▸ What you are asked to do
Report how many lines in the rows below contain the string "tower", and give only that number.

— START Records shown —

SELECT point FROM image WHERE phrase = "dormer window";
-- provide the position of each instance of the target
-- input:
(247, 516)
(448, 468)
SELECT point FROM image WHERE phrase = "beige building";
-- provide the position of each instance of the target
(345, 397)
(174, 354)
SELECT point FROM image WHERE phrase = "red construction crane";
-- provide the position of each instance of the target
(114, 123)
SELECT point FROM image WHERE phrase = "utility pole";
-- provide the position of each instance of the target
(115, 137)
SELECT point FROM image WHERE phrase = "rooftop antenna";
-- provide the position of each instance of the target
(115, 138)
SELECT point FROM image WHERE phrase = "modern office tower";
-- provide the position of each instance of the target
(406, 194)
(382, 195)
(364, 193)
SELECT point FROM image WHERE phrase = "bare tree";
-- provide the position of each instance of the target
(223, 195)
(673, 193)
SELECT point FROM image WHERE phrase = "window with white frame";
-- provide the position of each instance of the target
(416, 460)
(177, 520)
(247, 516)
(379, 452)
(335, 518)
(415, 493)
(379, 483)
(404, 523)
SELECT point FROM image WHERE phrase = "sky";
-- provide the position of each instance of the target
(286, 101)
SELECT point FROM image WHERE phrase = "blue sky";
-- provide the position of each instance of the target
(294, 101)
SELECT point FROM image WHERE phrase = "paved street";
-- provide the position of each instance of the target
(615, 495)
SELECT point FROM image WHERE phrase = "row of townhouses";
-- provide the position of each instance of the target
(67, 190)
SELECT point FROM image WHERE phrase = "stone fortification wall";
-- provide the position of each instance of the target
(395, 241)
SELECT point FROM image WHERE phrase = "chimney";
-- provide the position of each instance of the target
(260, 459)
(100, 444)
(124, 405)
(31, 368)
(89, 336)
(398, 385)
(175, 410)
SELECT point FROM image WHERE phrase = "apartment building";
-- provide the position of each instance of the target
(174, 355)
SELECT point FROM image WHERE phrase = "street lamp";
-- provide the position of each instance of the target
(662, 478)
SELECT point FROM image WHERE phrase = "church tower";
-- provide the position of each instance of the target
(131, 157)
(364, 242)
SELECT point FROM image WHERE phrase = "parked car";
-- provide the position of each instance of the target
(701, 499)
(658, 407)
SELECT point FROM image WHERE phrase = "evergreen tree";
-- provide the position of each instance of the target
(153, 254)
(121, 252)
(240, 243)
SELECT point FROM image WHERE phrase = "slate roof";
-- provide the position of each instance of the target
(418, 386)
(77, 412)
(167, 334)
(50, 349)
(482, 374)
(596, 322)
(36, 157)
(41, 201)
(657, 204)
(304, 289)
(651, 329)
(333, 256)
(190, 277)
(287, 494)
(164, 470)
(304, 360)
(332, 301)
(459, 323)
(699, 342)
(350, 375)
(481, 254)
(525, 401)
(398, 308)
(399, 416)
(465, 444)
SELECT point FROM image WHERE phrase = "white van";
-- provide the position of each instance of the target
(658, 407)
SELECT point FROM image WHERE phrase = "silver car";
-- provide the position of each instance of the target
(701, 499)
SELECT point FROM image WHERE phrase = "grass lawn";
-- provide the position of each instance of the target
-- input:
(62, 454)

— END Records shown —
— START Records shown —

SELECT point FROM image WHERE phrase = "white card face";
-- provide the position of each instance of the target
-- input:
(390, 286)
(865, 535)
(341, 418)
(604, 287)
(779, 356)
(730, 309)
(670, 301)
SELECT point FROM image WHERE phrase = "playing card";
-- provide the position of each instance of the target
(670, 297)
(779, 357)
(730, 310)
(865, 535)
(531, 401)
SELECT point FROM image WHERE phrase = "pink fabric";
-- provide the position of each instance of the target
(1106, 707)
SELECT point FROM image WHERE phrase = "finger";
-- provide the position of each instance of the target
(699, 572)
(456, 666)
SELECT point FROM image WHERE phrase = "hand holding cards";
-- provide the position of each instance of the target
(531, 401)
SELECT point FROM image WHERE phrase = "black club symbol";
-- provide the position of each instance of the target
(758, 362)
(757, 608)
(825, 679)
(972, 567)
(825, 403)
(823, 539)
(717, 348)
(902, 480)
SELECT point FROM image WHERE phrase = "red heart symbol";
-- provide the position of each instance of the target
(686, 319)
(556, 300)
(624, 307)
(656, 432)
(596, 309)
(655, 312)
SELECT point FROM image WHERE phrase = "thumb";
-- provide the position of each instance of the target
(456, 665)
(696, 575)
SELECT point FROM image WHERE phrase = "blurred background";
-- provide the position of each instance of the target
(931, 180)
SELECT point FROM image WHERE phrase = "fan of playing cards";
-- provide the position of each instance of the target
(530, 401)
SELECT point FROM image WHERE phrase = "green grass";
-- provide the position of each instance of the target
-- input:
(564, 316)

— END Records shown —
— START Records shown —

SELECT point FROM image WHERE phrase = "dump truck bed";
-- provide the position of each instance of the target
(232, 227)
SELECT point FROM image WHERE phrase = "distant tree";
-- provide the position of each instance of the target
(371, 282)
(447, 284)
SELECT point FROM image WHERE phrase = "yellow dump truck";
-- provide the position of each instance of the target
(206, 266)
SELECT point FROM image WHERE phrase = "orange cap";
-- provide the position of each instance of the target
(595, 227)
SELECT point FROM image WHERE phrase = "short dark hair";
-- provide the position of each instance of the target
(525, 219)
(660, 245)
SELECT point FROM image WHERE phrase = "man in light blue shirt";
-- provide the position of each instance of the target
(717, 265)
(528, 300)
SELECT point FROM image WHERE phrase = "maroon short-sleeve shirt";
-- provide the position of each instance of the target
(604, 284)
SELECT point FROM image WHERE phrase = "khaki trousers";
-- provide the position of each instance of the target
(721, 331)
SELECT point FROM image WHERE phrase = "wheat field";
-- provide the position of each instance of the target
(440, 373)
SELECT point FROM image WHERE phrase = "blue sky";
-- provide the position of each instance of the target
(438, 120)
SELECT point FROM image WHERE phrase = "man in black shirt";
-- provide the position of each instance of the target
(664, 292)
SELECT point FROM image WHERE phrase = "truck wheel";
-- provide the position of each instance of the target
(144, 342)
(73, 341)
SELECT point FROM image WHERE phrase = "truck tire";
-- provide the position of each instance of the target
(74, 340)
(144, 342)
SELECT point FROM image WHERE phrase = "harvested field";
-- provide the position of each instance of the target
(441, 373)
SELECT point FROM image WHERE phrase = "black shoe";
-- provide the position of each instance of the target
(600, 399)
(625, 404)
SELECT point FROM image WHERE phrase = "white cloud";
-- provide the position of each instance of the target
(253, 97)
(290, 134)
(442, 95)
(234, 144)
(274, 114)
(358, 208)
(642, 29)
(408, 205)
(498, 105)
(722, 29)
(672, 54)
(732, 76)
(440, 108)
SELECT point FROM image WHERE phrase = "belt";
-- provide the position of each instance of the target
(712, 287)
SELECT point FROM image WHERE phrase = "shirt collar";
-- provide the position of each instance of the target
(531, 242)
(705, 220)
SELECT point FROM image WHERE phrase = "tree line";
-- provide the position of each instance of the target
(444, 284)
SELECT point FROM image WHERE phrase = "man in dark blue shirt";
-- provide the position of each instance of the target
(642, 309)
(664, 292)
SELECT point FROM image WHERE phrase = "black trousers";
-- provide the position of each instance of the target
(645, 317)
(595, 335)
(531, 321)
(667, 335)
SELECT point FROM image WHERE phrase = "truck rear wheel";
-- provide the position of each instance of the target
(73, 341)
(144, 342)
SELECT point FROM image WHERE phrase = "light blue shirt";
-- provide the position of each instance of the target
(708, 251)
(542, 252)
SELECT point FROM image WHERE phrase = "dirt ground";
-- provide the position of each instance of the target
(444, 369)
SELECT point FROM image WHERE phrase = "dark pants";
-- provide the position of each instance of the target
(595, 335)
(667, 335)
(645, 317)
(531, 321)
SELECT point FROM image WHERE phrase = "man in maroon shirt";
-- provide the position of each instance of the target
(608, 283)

— END Records shown —

▸ Solution for this task
2